== Provided passage
“Word Thief.” Artist. Walentas Scholar. Nursing Student. Meet Katherine Flores.
The hardest thing, says Walentas Scholar Katherine Flores (Nurs '26), about English? Being funny.
“In Spanish, I’m the funny friend,” giggled Flores, who entered UVA in August 2022 as a first-year nursing student, and one of just 12 Walentas Scholars chosen, “but in English, not so much.”
It’s been seven years since Flores arrived in the United States with her mother, a moment when there was little to laugh about. Flores and her mother fled domestic violence and discrimination in their native El Salvador. Their journey to the U.S. took three weeks of grueling travel by car, bus, and on foot before Flores and her mother were picked up by border patrol agents in Texas and whisked to a detention facility.
Flores, then 12, recalls guards who barked orders, chain link cages that separated children from their parents, and the crinkled aluminum blankets that did little to ward off the chilly Texas night. It was 2016, the year of the Brexit referendum, streams of Syrian refugees, Zika’s spread across the Americas, and the election of then-president Donald Trump.
In addition to excelling in science courses, Flores also carries a passion for art. In her senior year of high school, she was challenged to create a portfolio of drawings across a theme in a single medium. She chose charcoal, and focused on her mother—with whom she fled El Salvador in 2016 when domestic violence became unbearable—as a subject and inspiration.
====
== Data supplied
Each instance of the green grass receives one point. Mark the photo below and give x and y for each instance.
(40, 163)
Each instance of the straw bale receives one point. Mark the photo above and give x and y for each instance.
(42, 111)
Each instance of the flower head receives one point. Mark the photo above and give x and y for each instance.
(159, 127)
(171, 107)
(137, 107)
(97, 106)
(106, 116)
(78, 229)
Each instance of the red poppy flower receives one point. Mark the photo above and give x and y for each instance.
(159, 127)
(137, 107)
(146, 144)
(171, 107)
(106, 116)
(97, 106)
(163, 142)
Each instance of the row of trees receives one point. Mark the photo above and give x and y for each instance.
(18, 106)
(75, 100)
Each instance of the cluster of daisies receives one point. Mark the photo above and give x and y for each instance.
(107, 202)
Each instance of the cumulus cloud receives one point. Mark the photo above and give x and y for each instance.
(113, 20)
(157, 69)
====
== Data supplied
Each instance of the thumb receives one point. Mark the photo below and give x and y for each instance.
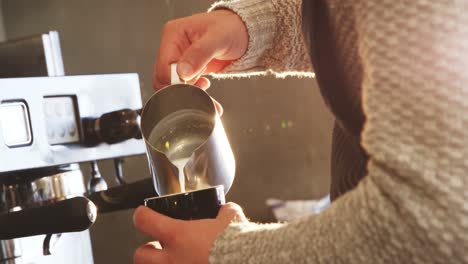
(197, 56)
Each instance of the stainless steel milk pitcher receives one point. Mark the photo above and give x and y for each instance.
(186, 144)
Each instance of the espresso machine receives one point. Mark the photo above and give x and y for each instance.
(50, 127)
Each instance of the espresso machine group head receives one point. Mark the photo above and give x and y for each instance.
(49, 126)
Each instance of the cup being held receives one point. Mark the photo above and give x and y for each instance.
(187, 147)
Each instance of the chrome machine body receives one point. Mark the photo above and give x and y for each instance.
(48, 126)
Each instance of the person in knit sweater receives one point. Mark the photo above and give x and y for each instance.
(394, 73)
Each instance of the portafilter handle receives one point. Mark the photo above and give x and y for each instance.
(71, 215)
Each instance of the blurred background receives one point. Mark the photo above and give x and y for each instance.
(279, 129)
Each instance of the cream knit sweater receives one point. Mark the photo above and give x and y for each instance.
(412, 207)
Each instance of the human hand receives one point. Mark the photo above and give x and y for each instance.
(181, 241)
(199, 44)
====
**Task**
Extract the part of the Katherine Flores profile that opens with the words containing "Flores, then 12, recalls" and closes with "subject and inspiration.".

**Answer box**
Flores, then 12, recalls guards who barked orders, chain link cages that separated children from their parents, and the crinkled aluminum blankets that did little to ward off the chilly Texas night. It was 2016, the year of the Brexit referendum, streams of Syrian refugees, Zika’s spread across the Americas, and the election of then-president Donald Trump.
In addition to excelling in science courses, Flores also carries a passion for art. In her senior year of high school, she was challenged to create a portfolio of drawings across a theme in a single medium. She chose charcoal, and focused on her mother—with whom she fled El Salvador in 2016 when domestic violence became unbearable—as a subject and inspiration.